Selected excerpt:
▼

FOM: RE: Re: Are Harvey's postings "Foundational"?

Insall montez at rollanet.org
Thu Mar 28 03:55:22 EST 2002


Wiman Lucas Raymond wrote:
``I share (to some degree) your annoyance with Friedman's frequent and
technical postings to FOM.  I, like you, cannot really understand them,
and they do have a couple of problems:
(1) He claims they are self contained, but they frequently refer to
previous postings of his.

<SNIP>


I'm not saying that there won't be significant results in foundations in
the future that might help shape mathematical thought.  I'm saying that
such results would almost certainly be of a very technical nature--and
there's nothing wrong with that.  Friedman's work may not (right now)
resolve deep foundational issues, but I would guess that it is
significant.  I further doubt that Friedman is alone in understanding
his postings.''


I took a class at the University of Houston from professor Richard Byrd as
an undergraduate.  The course was my first course in Abstract Algebra.

▲

Given task A: In the FOM post, from the line "Wiman Lucas Raymond wrote:" to the end, list every distinct personal name that appears.
Given task B: Repeat the FOM post word for word, everything from "I'm not saying" down to "not (right now)".

Rows:
▼

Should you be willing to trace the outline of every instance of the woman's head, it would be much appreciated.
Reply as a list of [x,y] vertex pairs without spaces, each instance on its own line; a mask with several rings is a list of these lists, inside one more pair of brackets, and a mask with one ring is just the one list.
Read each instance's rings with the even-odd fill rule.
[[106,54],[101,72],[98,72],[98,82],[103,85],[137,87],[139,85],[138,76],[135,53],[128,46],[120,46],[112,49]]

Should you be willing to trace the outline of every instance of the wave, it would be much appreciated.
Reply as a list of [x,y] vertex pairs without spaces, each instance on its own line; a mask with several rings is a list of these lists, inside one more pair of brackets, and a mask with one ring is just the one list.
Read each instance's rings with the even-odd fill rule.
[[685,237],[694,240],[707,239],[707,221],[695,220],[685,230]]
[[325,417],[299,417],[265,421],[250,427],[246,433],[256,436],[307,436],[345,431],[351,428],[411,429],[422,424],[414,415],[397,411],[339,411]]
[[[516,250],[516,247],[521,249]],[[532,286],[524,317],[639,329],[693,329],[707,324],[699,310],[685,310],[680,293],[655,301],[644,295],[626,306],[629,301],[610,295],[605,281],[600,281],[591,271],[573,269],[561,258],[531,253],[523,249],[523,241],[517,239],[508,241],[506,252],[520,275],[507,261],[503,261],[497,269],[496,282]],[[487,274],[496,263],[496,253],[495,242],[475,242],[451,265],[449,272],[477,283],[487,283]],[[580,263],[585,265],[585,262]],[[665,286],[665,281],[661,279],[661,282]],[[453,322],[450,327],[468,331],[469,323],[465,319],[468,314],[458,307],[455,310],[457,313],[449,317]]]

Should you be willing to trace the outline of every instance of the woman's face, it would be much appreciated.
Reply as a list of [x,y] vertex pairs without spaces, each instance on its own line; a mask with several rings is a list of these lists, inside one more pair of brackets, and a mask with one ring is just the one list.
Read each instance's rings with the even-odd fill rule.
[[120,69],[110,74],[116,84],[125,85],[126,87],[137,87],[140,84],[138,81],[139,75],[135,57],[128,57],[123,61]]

▲

Worked answer A:
Wiman Lucas Raymond
Friedman
Richard Byrd

Worked answer B:
I'm not saying that there won't be significant results in foundations in
the future that might help shape mathematical thought.  I'm saying that
such results would almost certainly be of a very technical nature--and
there's nothing wrong with that.  Friedman's work may not (right now)